Reproduce every row below word for word, with no changes.

(Stored items)
▬▬▬▬▬▬
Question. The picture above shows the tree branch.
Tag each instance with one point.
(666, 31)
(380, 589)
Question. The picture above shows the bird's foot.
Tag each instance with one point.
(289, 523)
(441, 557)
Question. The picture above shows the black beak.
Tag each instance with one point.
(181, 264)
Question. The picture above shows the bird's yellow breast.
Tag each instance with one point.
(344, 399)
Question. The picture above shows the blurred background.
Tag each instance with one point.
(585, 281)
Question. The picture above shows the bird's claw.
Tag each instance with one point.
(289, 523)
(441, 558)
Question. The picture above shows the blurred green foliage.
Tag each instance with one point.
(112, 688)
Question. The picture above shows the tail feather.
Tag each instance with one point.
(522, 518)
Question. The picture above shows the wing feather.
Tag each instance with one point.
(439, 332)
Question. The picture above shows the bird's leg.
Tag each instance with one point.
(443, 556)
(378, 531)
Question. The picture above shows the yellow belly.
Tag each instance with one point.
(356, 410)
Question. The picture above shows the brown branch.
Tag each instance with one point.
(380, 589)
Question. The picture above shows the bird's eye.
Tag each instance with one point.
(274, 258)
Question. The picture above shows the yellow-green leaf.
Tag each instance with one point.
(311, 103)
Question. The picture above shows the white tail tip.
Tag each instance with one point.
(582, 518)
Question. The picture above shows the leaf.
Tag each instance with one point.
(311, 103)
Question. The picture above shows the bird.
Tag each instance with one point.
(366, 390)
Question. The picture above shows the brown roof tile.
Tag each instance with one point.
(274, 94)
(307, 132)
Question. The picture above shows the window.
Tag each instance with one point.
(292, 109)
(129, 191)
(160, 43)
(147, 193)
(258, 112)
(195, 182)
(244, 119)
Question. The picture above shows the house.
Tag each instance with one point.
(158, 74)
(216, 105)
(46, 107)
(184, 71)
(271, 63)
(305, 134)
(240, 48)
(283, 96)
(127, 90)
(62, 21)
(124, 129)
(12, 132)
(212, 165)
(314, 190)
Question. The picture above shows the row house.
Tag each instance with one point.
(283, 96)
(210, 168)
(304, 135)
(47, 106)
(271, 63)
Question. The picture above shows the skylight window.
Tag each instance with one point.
▬▬▬▬▬▬
- [Solution]:
Question. The picture above shows the tree branch.
Tag each instance with one point.
(666, 31)
(380, 589)
Question. The picture above shows the bird's foot.
Tag each instance with one point.
(289, 523)
(441, 557)
Question. The picture above shows the black beak.
Tag each instance with one point.
(181, 264)
Question. The picture above shows the bird's yellow breast.
Tag each instance with one point.
(344, 399)
Question. The picture above shows the blurred background.
Tag each instance with one point.
(585, 281)
Question. The picture above shows the bird's claw.
Tag each instance with one point.
(289, 523)
(441, 558)
Question. The picture above shows the blurred green foliage.
Tag each instance with one point.
(112, 688)
Question. The picture above shows the tail feather.
Tag each instance with one point.
(522, 518)
Question. The picture above shows the wing feather.
Tag each instance with one point.
(439, 332)
Question. The picture above shows the bird's leg.
Tag each instance with one point.
(443, 556)
(378, 531)
Question. The picture above shows the yellow belly.
Tag each instance with one point.
(356, 410)
Question. The picture above shows the brown branch.
Tag each instance with one point.
(380, 589)
Question. The picture above shows the bird's eye.
Tag each instance with one point.
(274, 258)
Question. The picture above shows the yellow-green leaf.
Tag each instance with one point.
(311, 103)
Question. The picture above shows the white tail tip.
Tag each instance with one point.
(582, 518)
Question. The picture above shows the leaf.
Tag each instance with one point.
(311, 103)
Question. The picture above shows the bird.
Tag each instance with one point.
(366, 390)
Question. The picture above shows the brown roof tile.
Tag each instance with one point.
(274, 94)
(307, 132)
Question. The picture above shows the window.
Tag each instance with one point.
(292, 109)
(129, 191)
(160, 43)
(147, 193)
(258, 112)
(195, 182)
(244, 119)
Question. The picture above shows the house.
Tag each instance with one point.
(158, 74)
(216, 105)
(46, 107)
(184, 71)
(271, 63)
(305, 134)
(240, 48)
(283, 96)
(127, 90)
(62, 21)
(124, 129)
(12, 132)
(212, 165)
(314, 190)
Question. The picture above shows the row house.
Tag each instance with one point.
(283, 96)
(210, 168)
(304, 135)
(47, 106)
(271, 63)
Question. The picture above shows the skylight window.
Tag each instance with one point.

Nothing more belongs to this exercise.